Top of DATASET ENTRIES

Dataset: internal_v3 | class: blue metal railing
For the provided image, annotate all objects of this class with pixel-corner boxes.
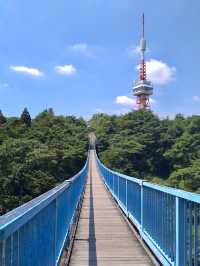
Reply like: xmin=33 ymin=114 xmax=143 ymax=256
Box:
xmin=0 ymin=157 xmax=88 ymax=266
xmin=96 ymin=152 xmax=200 ymax=266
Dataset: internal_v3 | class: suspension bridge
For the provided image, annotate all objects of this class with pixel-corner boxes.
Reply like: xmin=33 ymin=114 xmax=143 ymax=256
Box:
xmin=0 ymin=141 xmax=200 ymax=266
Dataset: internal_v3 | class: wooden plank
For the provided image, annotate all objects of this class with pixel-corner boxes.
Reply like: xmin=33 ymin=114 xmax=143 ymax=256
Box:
xmin=69 ymin=151 xmax=154 ymax=266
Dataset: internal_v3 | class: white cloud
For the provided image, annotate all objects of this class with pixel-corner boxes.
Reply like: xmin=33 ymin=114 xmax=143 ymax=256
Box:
xmin=10 ymin=65 xmax=43 ymax=77
xmin=68 ymin=43 xmax=93 ymax=57
xmin=70 ymin=43 xmax=89 ymax=53
xmin=193 ymin=96 xmax=200 ymax=102
xmin=115 ymin=95 xmax=157 ymax=108
xmin=136 ymin=59 xmax=176 ymax=85
xmin=115 ymin=96 xmax=136 ymax=106
xmin=55 ymin=65 xmax=76 ymax=76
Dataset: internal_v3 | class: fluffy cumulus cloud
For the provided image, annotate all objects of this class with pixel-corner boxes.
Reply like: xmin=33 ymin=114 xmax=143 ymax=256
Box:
xmin=10 ymin=65 xmax=43 ymax=76
xmin=136 ymin=59 xmax=176 ymax=85
xmin=115 ymin=96 xmax=156 ymax=108
xmin=193 ymin=96 xmax=200 ymax=102
xmin=55 ymin=65 xmax=76 ymax=76
xmin=115 ymin=96 xmax=136 ymax=106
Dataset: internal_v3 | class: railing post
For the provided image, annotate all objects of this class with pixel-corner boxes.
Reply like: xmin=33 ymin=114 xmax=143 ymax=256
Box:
xmin=194 ymin=203 xmax=199 ymax=266
xmin=54 ymin=198 xmax=58 ymax=265
xmin=126 ymin=179 xmax=128 ymax=211
xmin=141 ymin=181 xmax=144 ymax=232
xmin=175 ymin=197 xmax=179 ymax=266
xmin=118 ymin=175 xmax=119 ymax=200
xmin=112 ymin=173 xmax=114 ymax=193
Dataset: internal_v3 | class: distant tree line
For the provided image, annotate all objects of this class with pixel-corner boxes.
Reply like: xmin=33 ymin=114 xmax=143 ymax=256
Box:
xmin=89 ymin=110 xmax=200 ymax=193
xmin=0 ymin=108 xmax=88 ymax=215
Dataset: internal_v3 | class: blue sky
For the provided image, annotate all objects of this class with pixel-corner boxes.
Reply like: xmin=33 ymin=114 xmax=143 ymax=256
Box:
xmin=0 ymin=0 xmax=199 ymax=118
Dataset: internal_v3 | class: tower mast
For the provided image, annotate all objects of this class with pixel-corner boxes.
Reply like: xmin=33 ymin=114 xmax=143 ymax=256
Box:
xmin=133 ymin=14 xmax=153 ymax=109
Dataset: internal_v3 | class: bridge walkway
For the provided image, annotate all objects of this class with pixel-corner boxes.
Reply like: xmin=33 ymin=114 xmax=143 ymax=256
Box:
xmin=69 ymin=150 xmax=154 ymax=266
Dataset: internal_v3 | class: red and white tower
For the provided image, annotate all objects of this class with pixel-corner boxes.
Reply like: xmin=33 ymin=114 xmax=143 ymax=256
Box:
xmin=133 ymin=14 xmax=153 ymax=109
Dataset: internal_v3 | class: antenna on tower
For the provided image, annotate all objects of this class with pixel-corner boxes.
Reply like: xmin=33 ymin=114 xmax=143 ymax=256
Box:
xmin=142 ymin=13 xmax=145 ymax=38
xmin=132 ymin=14 xmax=154 ymax=109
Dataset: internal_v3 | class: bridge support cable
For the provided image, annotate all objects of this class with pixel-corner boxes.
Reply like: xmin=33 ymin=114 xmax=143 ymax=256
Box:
xmin=96 ymin=151 xmax=200 ymax=266
xmin=0 ymin=156 xmax=89 ymax=266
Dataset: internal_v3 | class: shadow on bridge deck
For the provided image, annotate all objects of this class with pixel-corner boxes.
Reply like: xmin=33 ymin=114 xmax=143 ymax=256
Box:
xmin=69 ymin=151 xmax=155 ymax=266
xmin=88 ymin=162 xmax=97 ymax=266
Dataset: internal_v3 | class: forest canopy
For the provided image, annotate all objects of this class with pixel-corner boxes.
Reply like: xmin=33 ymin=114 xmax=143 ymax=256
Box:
xmin=89 ymin=109 xmax=200 ymax=193
xmin=0 ymin=108 xmax=88 ymax=215
xmin=1 ymin=108 xmax=200 ymax=215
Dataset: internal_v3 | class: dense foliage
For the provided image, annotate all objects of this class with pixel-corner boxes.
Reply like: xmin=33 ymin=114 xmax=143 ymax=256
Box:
xmin=1 ymin=107 xmax=199 ymax=214
xmin=89 ymin=110 xmax=200 ymax=193
xmin=0 ymin=109 xmax=88 ymax=215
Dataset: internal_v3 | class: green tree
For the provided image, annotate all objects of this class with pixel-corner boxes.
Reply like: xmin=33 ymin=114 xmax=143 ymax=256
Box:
xmin=167 ymin=161 xmax=200 ymax=192
xmin=0 ymin=110 xmax=88 ymax=215
xmin=90 ymin=110 xmax=200 ymax=192
xmin=0 ymin=110 xmax=6 ymax=125
xmin=21 ymin=108 xmax=32 ymax=126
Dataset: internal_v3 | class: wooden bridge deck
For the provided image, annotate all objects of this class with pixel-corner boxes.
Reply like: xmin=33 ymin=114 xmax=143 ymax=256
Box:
xmin=69 ymin=151 xmax=154 ymax=266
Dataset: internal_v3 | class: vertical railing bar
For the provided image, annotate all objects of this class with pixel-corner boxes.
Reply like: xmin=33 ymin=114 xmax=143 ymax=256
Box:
xmin=2 ymin=240 xmax=5 ymax=266
xmin=151 ymin=189 xmax=153 ymax=234
xmin=162 ymin=192 xmax=165 ymax=252
xmin=187 ymin=202 xmax=190 ymax=266
xmin=172 ymin=196 xmax=176 ymax=262
xmin=176 ymin=197 xmax=179 ymax=266
xmin=141 ymin=181 xmax=144 ymax=231
xmin=5 ymin=237 xmax=11 ymax=266
xmin=158 ymin=192 xmax=161 ymax=245
xmin=168 ymin=195 xmax=171 ymax=258
xmin=126 ymin=179 xmax=128 ymax=212
xmin=194 ymin=203 xmax=199 ymax=266
xmin=151 ymin=189 xmax=154 ymax=237
xmin=118 ymin=175 xmax=119 ymax=201
xmin=168 ymin=195 xmax=170 ymax=257
xmin=160 ymin=192 xmax=163 ymax=251
xmin=154 ymin=191 xmax=156 ymax=242
xmin=188 ymin=202 xmax=192 ymax=266
xmin=10 ymin=235 xmax=13 ymax=266
xmin=54 ymin=198 xmax=58 ymax=265
xmin=166 ymin=194 xmax=169 ymax=256
xmin=12 ymin=232 xmax=17 ymax=266
xmin=163 ymin=193 xmax=166 ymax=253
xmin=169 ymin=195 xmax=173 ymax=260
xmin=112 ymin=173 xmax=114 ymax=193
xmin=184 ymin=201 xmax=187 ymax=266
xmin=146 ymin=187 xmax=148 ymax=231
xmin=0 ymin=241 xmax=2 ymax=266
xmin=17 ymin=230 xmax=20 ymax=266
xmin=155 ymin=191 xmax=158 ymax=243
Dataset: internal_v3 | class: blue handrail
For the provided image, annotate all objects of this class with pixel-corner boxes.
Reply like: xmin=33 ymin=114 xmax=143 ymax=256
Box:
xmin=0 ymin=157 xmax=89 ymax=266
xmin=96 ymin=152 xmax=200 ymax=266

Bottom of DATASET ENTRIES

▸ EXERCISE BRIEF: Where in the records does the word "wooden" appear? Copy each line that holds it.

▸ RESPONSE AREA:
Dataset: internal_v3 | class: wooden plank
Dataset: internal_v3 | class: wooden bridge deck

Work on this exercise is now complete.